▶ **Work instructions**:
a - Reproduce verbatim the passage of the post on locally grown food below, starting with "Climate change is" and going on through "our CSA customers.".
b - Extend the post on locally grown food and climate below, beginning immediately after its final sentence.

▶ **Source**:
********

Thursday, April 17, 2008

Locally Grown Food Will Keep Food On Your Table

Links to relevant articles are at the bottom of these observations.

Climate change is not same world wide: in some areas it is warming; in other areas it is cooling. In the Pacific Northwest, where we have our farm in Kitsap County's maritime climate of Puget Sound and Hood Canal, the weather is colder. For the third consecutive year, April is about ten degrees cooler than the norm. At night, it is very cold, down into the mid-30’s and up to the low-40’s. The soil cools off, and even the seeds of the early crops rot in the ground. This means that early crops come in later, and that we have to use season extenders such a row cover, hoop houses, and greenhouses to make sure we have vegetables for our CSA customers.

In other parts of the world, like in one of Australia’s grain baskets in its Southeast, high temperatures and no rain have caused the total failure of the rice crop.

Most of the grains and vegetables we humans rely on grow in a very narrow window of temperature: 60 degrees Fahrenheit to 80 degrees Fahrenheit. They will survive a few days of high temperatures up to about 100 degrees Fahrenheit, with water, but not for more than a few days.

********

▶ **Data section**:
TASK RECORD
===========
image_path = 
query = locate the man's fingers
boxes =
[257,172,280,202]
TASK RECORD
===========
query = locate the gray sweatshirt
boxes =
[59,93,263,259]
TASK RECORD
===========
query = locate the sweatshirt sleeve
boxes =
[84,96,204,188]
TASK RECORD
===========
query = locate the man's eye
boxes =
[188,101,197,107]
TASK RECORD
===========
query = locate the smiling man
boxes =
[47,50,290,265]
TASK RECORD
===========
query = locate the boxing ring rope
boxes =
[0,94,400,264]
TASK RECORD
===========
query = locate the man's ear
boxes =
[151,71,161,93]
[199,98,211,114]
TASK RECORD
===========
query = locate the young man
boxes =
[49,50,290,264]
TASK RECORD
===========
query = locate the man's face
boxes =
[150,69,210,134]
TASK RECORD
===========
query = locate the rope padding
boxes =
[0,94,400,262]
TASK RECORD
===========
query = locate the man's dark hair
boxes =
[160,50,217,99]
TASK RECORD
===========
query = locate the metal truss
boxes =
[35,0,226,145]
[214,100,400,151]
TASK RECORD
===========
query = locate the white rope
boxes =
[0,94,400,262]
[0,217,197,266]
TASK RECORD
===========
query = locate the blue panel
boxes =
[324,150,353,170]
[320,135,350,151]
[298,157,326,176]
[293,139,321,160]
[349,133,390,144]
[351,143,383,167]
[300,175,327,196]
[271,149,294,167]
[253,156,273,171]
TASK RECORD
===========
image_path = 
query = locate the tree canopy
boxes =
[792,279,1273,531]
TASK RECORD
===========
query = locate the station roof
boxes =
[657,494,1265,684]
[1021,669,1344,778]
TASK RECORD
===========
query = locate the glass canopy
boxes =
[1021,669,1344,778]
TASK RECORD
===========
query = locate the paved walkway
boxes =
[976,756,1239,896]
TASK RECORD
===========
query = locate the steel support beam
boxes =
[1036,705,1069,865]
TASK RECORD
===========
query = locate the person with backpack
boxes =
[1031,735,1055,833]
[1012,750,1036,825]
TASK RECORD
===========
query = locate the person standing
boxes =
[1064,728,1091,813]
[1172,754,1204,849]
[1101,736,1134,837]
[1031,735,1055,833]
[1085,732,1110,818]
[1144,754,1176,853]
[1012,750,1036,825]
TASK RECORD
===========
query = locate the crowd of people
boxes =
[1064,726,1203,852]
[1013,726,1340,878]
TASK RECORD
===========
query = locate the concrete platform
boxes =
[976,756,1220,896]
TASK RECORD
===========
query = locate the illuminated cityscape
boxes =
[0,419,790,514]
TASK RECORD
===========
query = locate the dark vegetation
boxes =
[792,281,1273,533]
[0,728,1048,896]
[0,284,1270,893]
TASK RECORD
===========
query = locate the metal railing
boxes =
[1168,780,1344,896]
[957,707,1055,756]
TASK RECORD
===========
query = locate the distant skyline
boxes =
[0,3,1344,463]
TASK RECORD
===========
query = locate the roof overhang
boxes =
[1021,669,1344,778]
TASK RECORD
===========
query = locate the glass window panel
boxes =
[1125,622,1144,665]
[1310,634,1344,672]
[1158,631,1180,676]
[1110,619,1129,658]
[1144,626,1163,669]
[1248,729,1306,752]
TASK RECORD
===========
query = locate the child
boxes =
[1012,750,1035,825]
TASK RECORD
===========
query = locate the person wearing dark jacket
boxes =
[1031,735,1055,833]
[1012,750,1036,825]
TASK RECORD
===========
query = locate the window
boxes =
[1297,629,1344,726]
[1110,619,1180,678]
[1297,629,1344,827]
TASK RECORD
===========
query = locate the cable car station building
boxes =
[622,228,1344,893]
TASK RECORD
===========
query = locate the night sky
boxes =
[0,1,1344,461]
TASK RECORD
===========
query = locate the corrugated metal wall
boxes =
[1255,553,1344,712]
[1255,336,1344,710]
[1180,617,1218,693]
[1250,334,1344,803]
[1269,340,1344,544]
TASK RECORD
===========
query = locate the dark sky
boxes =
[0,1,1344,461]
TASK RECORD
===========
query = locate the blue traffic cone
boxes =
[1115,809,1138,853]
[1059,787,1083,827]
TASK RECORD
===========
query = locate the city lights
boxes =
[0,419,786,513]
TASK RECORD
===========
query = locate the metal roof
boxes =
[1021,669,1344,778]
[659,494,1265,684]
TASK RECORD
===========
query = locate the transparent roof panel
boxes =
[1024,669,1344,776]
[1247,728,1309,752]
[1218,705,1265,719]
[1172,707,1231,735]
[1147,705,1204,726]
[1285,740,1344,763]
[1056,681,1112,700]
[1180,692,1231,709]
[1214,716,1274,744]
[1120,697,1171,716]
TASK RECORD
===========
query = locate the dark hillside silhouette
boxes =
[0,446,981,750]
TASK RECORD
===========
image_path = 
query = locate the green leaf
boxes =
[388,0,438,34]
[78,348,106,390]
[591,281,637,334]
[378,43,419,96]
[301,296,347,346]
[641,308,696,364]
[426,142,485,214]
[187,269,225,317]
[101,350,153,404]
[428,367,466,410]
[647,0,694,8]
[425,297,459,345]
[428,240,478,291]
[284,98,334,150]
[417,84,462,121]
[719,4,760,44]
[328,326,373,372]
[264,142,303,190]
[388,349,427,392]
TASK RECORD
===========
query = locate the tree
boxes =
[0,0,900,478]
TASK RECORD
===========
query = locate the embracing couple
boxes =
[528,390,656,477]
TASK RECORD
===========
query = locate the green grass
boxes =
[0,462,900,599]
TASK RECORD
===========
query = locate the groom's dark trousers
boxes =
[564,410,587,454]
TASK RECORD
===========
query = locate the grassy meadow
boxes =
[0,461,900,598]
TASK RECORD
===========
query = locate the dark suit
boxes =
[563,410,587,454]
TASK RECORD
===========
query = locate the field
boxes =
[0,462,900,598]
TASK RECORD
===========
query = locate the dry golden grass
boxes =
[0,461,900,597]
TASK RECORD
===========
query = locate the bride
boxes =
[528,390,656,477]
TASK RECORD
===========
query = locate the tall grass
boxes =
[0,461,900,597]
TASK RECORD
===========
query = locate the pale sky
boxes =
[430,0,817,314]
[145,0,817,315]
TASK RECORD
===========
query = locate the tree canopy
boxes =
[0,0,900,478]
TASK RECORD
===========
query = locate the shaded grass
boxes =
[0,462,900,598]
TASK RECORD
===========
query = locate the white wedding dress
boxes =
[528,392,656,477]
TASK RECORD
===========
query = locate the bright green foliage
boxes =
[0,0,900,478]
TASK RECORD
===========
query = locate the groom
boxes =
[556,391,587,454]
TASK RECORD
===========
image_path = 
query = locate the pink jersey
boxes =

********

▶ **Answers**:
a -
Climate change is not same world wide: in some areas it is warming; in other areas it is cooling. In the Pacific Northwest, where we have our farm in Kitsap County's maritime climate of Puget Sound and Hood Canal, the weather is colder. For the third consecutive year, April is about ten degrees cooler than the norm. At night, it is very cold, down into the mid-30’s and up to the low-40’s. The soil cools off, and even the seeds of the early crops rot in the ground. This means that early crops come in later, and that we have to use season extenders such a row cover, hoop houses, and greenhouses to make sure we have vegetables for our CSA customers.

b -
Hunger has always been a problem; however it usually has been caused or exacerbated by very human political circumstances: war, transportation breakdown, and greed.

For those of us in the United States and Canada, the preservation of local farms is a buffer to these failures. We need to take ourselves out of the world food market, so that we can continue to put food on the table.


In addition, sustainable farming techniques – tending the soil as nature intended, as it was tended for millennium – will help increase production and preserve fertility of the land.

Local food is not a fad. It will be a necessity, and unless farms are preserved, they will be gone. It takes years to put farmland back into production. Even backyard gardens help preserve knowledge, a skill-base, and arable land.
Below are links to articles about these problems.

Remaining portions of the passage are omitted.